Copy only what runs from the line containing "Expected: one point per instance of the black hand" through the end of the material below, line for line, with both ends included.

── PROVIDED MATERIAL ──

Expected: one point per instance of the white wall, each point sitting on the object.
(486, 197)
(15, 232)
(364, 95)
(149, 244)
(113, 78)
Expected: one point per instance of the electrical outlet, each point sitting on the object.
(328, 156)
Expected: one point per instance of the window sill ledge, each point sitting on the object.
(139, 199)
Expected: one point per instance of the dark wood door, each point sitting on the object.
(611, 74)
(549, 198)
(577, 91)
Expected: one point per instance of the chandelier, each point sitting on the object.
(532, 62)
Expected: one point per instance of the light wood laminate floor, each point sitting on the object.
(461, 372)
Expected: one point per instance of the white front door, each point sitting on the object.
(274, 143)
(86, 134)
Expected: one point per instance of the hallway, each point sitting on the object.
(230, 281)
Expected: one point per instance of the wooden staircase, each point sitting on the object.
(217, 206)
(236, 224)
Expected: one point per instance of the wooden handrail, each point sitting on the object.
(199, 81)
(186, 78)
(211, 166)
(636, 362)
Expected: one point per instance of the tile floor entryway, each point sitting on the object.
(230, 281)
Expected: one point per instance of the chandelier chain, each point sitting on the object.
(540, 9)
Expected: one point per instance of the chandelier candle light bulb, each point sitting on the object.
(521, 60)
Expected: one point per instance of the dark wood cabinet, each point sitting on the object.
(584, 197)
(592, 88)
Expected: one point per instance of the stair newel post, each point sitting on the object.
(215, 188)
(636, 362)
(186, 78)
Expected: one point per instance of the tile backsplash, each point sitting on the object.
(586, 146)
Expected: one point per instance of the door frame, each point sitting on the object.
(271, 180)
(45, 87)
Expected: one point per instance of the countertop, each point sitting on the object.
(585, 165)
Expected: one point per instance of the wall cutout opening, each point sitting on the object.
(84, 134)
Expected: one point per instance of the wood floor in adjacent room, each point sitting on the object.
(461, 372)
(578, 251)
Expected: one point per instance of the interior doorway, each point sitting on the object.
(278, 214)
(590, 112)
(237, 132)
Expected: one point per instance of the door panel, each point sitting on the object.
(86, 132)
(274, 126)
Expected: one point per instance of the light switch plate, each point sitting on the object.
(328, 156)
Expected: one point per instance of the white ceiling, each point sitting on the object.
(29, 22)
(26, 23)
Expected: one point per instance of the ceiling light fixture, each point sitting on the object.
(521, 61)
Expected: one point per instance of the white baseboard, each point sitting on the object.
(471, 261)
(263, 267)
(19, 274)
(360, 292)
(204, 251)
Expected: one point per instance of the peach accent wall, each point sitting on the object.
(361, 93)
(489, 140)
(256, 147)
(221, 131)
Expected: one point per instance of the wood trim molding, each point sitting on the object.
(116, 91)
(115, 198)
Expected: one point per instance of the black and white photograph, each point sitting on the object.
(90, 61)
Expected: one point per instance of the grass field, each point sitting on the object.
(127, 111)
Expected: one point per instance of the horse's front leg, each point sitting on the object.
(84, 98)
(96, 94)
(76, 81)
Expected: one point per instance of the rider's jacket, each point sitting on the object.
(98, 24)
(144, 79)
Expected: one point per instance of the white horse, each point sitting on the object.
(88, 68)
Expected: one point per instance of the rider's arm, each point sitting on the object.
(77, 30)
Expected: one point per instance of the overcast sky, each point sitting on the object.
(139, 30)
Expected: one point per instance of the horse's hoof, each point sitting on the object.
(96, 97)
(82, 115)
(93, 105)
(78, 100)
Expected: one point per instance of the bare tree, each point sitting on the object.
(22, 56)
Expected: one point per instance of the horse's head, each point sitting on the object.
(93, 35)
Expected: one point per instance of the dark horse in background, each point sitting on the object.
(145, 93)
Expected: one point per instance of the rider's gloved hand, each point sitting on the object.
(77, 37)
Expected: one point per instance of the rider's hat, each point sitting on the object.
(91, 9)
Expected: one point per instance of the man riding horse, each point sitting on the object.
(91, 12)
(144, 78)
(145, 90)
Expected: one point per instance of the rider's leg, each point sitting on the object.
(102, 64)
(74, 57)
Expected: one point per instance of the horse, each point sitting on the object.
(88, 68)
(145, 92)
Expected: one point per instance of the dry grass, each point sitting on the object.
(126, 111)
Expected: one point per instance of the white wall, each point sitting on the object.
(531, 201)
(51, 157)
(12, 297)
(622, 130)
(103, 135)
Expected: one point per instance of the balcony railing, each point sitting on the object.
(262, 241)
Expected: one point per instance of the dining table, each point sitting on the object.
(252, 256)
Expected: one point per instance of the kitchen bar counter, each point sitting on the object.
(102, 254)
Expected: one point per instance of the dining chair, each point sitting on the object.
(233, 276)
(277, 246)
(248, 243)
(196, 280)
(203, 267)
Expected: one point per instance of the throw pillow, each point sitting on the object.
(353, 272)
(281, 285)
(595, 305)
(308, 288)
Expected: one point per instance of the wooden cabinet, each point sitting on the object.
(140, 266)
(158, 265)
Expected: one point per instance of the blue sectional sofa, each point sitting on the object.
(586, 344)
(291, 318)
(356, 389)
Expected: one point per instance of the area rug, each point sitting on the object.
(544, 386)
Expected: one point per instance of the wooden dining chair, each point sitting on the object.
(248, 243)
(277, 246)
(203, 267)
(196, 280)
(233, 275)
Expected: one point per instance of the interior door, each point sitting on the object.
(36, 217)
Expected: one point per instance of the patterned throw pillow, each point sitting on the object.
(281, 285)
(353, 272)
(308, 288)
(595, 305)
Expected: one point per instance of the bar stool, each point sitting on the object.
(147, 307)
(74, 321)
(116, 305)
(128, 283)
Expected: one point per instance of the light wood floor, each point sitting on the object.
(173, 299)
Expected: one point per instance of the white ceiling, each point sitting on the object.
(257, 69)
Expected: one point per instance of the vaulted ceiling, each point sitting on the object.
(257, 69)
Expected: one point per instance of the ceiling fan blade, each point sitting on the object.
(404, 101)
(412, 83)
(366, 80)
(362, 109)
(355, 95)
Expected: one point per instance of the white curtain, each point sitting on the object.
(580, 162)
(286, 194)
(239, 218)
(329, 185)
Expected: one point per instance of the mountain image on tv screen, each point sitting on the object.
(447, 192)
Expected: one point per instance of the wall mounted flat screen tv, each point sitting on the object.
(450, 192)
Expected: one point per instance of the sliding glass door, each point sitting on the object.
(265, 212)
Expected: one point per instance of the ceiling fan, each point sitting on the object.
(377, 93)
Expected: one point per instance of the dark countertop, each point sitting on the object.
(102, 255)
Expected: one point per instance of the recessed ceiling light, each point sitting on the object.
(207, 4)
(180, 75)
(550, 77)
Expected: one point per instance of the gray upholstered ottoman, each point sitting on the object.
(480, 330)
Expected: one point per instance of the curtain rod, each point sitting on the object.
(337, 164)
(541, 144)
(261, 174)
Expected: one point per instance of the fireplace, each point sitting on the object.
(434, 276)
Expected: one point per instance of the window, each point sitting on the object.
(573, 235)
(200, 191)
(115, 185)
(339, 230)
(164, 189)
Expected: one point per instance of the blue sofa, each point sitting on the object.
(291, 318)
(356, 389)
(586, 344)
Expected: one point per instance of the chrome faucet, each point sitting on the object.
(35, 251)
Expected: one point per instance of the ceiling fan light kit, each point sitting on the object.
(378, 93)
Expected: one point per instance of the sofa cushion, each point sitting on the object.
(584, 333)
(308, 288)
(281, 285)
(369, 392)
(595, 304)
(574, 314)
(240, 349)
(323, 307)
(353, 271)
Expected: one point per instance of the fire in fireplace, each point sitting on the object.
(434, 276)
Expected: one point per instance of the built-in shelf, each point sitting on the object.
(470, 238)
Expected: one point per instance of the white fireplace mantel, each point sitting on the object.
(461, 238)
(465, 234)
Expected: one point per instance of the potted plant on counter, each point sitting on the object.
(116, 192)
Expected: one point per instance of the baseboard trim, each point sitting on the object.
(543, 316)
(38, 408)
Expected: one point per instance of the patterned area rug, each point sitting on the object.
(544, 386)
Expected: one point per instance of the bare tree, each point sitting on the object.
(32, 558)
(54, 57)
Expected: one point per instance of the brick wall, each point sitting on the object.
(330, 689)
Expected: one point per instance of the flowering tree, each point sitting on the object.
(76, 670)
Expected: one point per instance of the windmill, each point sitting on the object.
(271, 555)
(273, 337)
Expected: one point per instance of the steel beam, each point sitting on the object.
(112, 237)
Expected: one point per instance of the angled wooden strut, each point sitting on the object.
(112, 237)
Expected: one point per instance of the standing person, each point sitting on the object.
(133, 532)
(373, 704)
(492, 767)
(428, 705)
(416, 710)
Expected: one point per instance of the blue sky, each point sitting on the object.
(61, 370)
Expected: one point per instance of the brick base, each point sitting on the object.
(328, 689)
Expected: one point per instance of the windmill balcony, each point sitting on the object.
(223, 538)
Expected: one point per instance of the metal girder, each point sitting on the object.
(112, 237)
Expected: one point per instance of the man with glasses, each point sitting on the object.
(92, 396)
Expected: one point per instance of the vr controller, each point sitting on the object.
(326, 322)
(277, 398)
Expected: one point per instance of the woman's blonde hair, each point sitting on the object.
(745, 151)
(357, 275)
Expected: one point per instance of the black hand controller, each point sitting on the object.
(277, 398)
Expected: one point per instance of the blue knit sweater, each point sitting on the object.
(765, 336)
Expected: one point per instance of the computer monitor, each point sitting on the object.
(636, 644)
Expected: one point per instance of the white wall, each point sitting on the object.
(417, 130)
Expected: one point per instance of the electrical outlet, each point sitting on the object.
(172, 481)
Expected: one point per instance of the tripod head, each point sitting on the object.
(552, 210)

───

RESULT OF THE TASK.
Expected: one point per instance of the black hand controller, each point sitting on the object.
(277, 398)
Expected: one point per instance of the blue knit sweater, each point sitting on the object.
(765, 336)
Expected: one point per instance of the computer monitor, each point sitting on the object.
(636, 644)
Expected: one point per instance of the white wall, each point sitting on the object.
(417, 130)
Expected: one point per instance of the electrical outlet, each point sitting on the object.
(172, 481)
Expected: one point per instance of the tripod head, each point sitting on the object.
(552, 210)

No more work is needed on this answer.